A Code Orange terror alert followed within two days of Powell’s speech at the United Nations Security Council, where he had been politely rebuffed by UN Weapons Inspector Dr. Hans Blix.

Realty was thus turned upside down. The US was no longer viewed as preparing to wage war on Iraq. Iraq was preparing to attack America with the support of “Islamic terrorists”. Terrorist mastermind Al-Zarqawi was identified as the number one suspect. Official statements pointed to the dangers of a dirty radioactive bomb attack in the US.

The main thrust of the disinformation campaign continued in the wake of the March 2003 US-led invasion of Iraq. It consisted in presenting the Iraqi resistance movement as “terrorists”. The image of “terrorists opposed to democracy” fighting US “peacekeepers” appeared on television screens and news tabloids across the globe.

Meanwhile, the Code Orange terror alerts were being used by the Bush administration to create an atmosphere of fear and intimidation across America. (See Chapter XX.) The terror alerts also served to distract public opinion from the countless atrocities committed by US forces in the Afghan and Iraqi war theaters, not to mention the routine torture of so-called “enemy combatants”.

Following the invasion of Afghanistan, the torture of prisoners of war and the setting up of concentration camps became an integral part of the Bush adminstration’s post 9/11 agenda.

The entire legal framework had been turned upside down. According to the US Department of Justice, torture was now permitted under certain circumstances. Torture directed against “terrorists” was upheld as a justifiable means to preserving human rights and democracy. (See chapters XIV and XV.) In an utterly twisted logic, the Commander in Chief can now quite legitimately authorize the use of torture, because the victims of torture in this case are so-called “terrorists”, who are said to routinely apply the same methods against Americans.

The orders to torture prisoners of war at the Guantanamo concentration camp and in Iraq in the wake of the 2003 invasion emanated from the highest levels of the US Government. Prison guards, interrogators in the US military and the CIA were responding to precise guidelines.

══════════

**DIRECTION 1**
From the passage on terror alerts and the Iraq war, reproduce word for word the part that opens with the words containing "Following the invasion" and closes with "post 9/11 agenda.".
**DIRECTION 2**
Answer these questions using the passage on terror alerts and the Iraq war:
(a) Who politely rebuffed Powell at the United Nations Security Council?
(b) Who was identified as the number one suspect?
(c) According to the passage, where were prisoners of war ordered to be tortured?
**DIRECTION 3**
Resume the passage on terror alerts and the Iraq war, picking up after its final sentence.

══════════

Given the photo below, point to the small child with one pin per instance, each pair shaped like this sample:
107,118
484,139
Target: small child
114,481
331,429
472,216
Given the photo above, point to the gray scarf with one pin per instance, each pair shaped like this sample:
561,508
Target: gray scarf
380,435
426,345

══════════

**EXERCISE RESPONSE 1**
Following the invasion of Afghanistan, the torture of prisoners of war and the setting up of concentration camps became an integral part of the Bush adminstration’s post 9/11 agenda.

**EXERCISE RESPONSE 2**
(a) UN Weapons Inspector Dr. Hans Blix.
(b) The terrorist mastermind Al-Zarqawi.
(c) At the Guantanamo concentration camp and in Iraq after the 2003 invasion.

**EXERCISE RESPONSE 3**
An inquisitorial system had been installed. In the US and Britain the “war on the terrorism” is upheld as being in the public interest. Anybody who questions its practices—which now include arbitrary arrest and detention, torture of men, women and children, political assassinations and concentration camps—is liable to be arrested under the antiterrorist legislation.

The London 7/7 Bomb Attack

A new threshold in the “war on terrorism”was reached in July 2005, with the bomb attacks on London’s underground, which resulted tragically in 56 deaths and several hundred wounded.

On both sides of the Atlantic, the London 7//7 attacks were used to usher in far-reaching police state measures. The US House of Representatives renewed the USA PATRIOT Act “to make permanent the government’s unprecedented powers to investigate suspected terrorists”. Republicans claimed that the London attacks showed “how urgent and important it was to renew the law.”

Barely a week prior to the London attacks, Washington had announced the formation of a “domestic spy service” under the auspices of the FBI. The new department—meaning essentially a Big Brother “Secret State Police”—was given a mandate to “spy on people in America suspected of terrorism or having critical intelligence information, even if they are not suspected of committing a crime.” Significantly, this new FBI service is not accountable to the Department of Justice. It is controlled by the Directorate of National Intelligence headed by John Negroponte, who has the authority of ordering the arrest of “terror suspects”.

Meanwhile, in the wake of the 7/7 London attacks, Britain’s Home Office, was calling for a system of ID cards, as an “answer to terrorism”. Each and every British citizen and resident will be obliged to register personal information, which will go into a giant national database, along with their personal biometrics: “iris pattern of the eye”, fingerprints and “digitally recognizable facial features”. Similar procedures were being carried out in the European Union.

War Criminals in High Office

The anti-terrorist legislation and the establishment of a Police State largely serve the interests of those who have committed extensive war crimes and who would otherwise have been indicted under national and international law.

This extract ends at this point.